### EXERCISE OBJECTIVE
Anywhere the string "provide" shows up in the listing below, copy the line it is in.

--------

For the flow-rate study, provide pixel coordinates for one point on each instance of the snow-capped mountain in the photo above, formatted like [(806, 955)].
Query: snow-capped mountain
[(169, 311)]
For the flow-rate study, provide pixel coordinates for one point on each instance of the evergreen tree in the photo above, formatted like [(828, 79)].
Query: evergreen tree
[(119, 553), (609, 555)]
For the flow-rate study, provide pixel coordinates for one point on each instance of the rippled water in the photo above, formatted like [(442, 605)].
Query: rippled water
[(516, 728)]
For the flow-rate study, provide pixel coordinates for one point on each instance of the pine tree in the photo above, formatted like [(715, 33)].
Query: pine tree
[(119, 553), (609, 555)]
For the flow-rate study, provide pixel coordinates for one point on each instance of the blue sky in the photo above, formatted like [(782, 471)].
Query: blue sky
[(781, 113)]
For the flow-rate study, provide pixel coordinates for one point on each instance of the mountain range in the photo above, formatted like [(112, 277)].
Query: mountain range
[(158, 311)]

--------

### RESULT BELOW
For the flow-rate study, provide pixel coordinates for one point on each instance of the snow-capped mountain in the photo above, formatted like [(806, 955)].
For the flow-rate study, provide pixel coordinates for one point on each instance of the evergreen tree in the photo above, formatted like [(828, 79)].
For the flow-rate study, provide pixel coordinates for one point on each instance of the rippled water in the photo above, formatted like [(442, 605)].
For the flow-rate study, provide pixel coordinates for one point on each instance of the pine tree in the photo above, formatted like [(715, 33)].
For the flow-rate study, provide pixel coordinates for one point on each instance of the blue sky in the photo above, formatted like [(782, 471)].
For the flow-rate study, provide pixel coordinates for one point on each instance of the mountain range in the photo above, formatted like [(112, 277)].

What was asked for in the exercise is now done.